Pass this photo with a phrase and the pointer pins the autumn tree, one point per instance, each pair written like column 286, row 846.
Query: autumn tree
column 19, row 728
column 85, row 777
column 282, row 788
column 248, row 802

(Work to complete) Could you give the lines above again with "autumn tree" switched to "maple tree" wherever it occurs, keeping everything else unchanged?

(The solution)
Pass this photo with a phrase and the pointer pins the maple tree, one point per instance, each pair written like column 286, row 846.
Query: maple tree
column 19, row 728
column 85, row 777
column 282, row 788
column 248, row 802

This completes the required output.